节选 -
HDU：2846-Repository

传送门：http://acm.hdu.edu.cn/showproblem.php?pid=2846
Repository
Time Limit: 2000/1000 MS (Java/Others)
Memory Limit: 65536/65536 K (Java/Others)

Problem Description

When you go shopping, you can search in repository for avalible merchandises by the computers and internet. First you give the search system a name about something, then the system responds with the results. Now you are given a lot merchandise names in repository and some queries, and required to simulate the process.

Input

There is only one case. First there is an integer P (1<=P<=10000)representing the number of the merchanidse names in the repository. The next P lines each contain a string (it’s length isn’t beyond 20,and all the letters are lowercase).Then there is an integer Q(1<=Q<=100000) representing the number of the queries. The next Q lines each contains a string(the same limitation as foregoing descriptions) as the searching condition.

Output

For each query, you just output the number of the merchandises, whose names contain the search string as their substrings.

Sample Input

20
ad
ae
af
ag
ah
ai
aj
ak
al
ads
add
ade
adf
adg
adh
adi
adj
adk
adl
aes
5
b
a
d
ad
s

Sample Output

0
20
11
11
2

---

解题心得：

1. 都知道字典树就是用来查前缀的，但是这个题它询问的字符串在多少个前面给出的字符串中出现过，不仅仅是在前缀中，刚开始使用KMP怼了一波，TLE，然后还是字典树，思想很暴力也很朴实，用给出的串的每一个后缀来建树
   
   • 例如其中一个串是abbbc，那么在建树的时候要将abbbc，bbbc，bbc，bc，c分别插入树中，但是为了防止一个串被重复计算，例如abab，要将字符串插入的时候做好标记，如果是一个串那么就不用重复加了。
2. HDU上提交的时候交C++，G++会MLE，黑人问号。

---

#include<stdio.h>
#include<algorithm>
#include<cstring>
using namespace std;
const int maxn = 1e5+100;
struct trie
{
    int sum,num;
    trie *child[26];
    trie()
    {
        sum = num = 0;
        for(int i=0;i<26;i++)
            child[i] = NULL;
    }
};
trie *newnode,*current;
trie *root = new trie;
char s[30];

void insert_tree(int p,int num)//第num个串从第p个字符开始的后缀建树
{
    int len = strlen(s);
    current = root;
    for(int i=p;i<len;i++)
    {
        int k = s[i] - 'a';
        if(current->child[k] == NULL)
        {
            newnode = new trie;
            newnode->sum = 1;
            newnode->num = num;
            current->child[k] = newnode;
            current = newnode;
        }
        else
        {
            current = current->child[k];
            if(current->num != num)//如果标记相同说明是同一个串分开的，就不用再加了
            {
                current->num = num;
                (current->sum)++;
            }
        }
    }
}

int query()
{
    current = root;
    int len = strlen(s);
    for(int i=0;i<len;i++)
    {
        int k = s[i] - 'a';
        if(current->child[k] == NULL)
            return 0;
        current = current->child[k];
    }
    return current->sum;
}

int main()
{
    int n;
    scanf("%d",&n);
    for(int i=1;i<=n;i++)
    {
        scanf("%s",s);
        int len = strlen(s);
        for(int j=0;j<len;j++)
            insert_tree(j,i);
    }
    scanf("%d",&n);
    while(n--)
    {
        scanf("%s",s);
        int ans = query();
        printf("%d
",ans);
    }
    return 0;
}

给定材料 -

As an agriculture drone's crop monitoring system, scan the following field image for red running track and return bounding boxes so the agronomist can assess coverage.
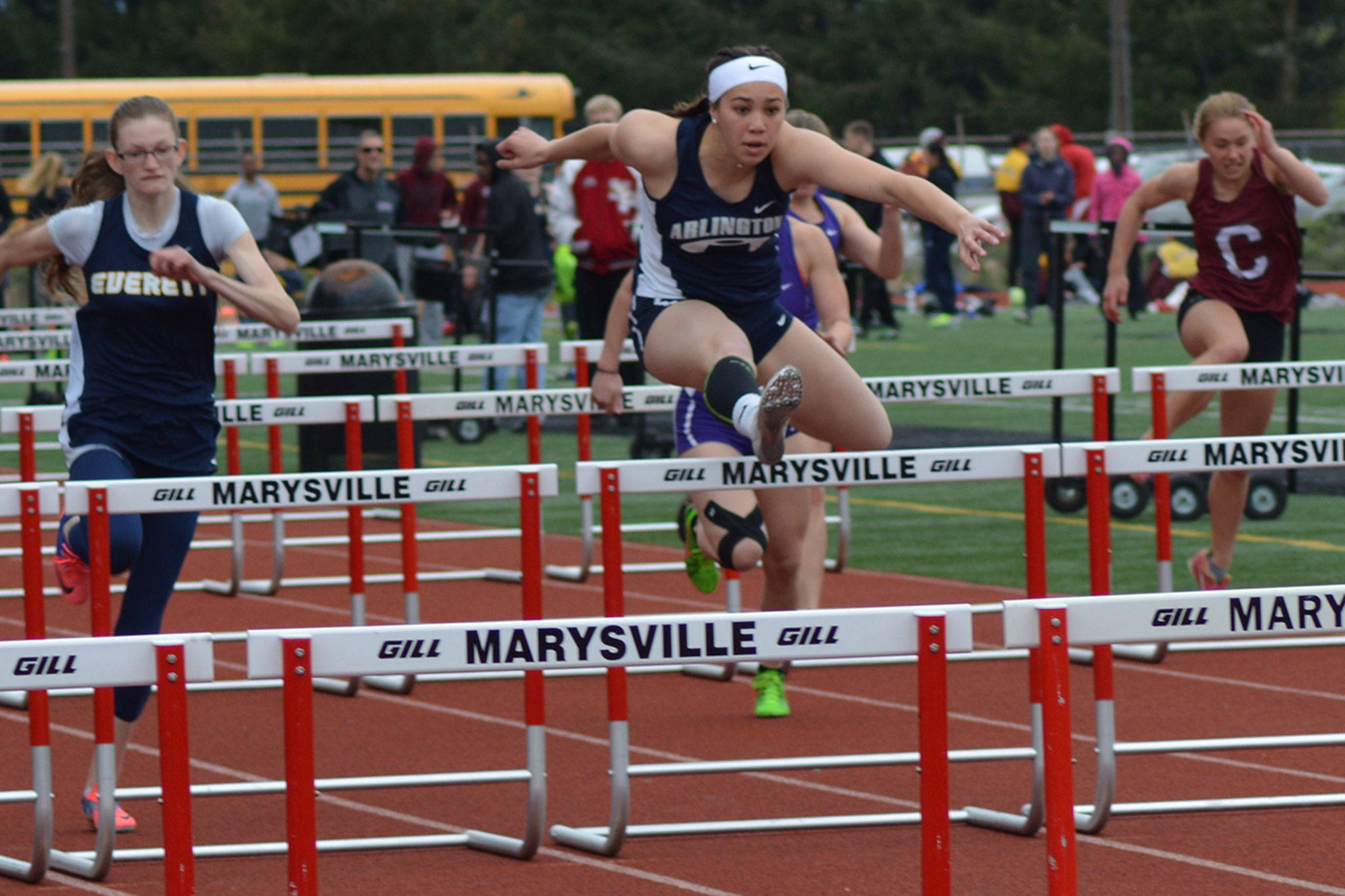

练习任务 -
1) 请把题解中的一段一字不改地重新誊写：从含有“When you go”的那句开始，到“simulate the process.”为止。
2) 列出题解代码中用 #include 引入的全部头文件。
3) 将题解中以“都知道字典树就是用来查前缀的”开头的那一段改写成简短的条目列表，保留其主要事实。

参考答案 -
1)
When you go shopping, you can search in repository for avalible merchandises by the computers and internet. First you give the search system a name about something, then the system responds with the results. Now you are given a lot merchandise names in repository and some queries, and required to simulate the process.

2) stdio.h、algorithm、cstring

3)
- 字典树一般用来查前缀，但本题问的是询问串在前面给出的多少个字符串中出现过，不仅限于前缀。
- 起初用KMP求解，结果TLE。
- 最终仍采用字典树，思路暴力而朴实：用给出的每个串的每一个后缀来建树。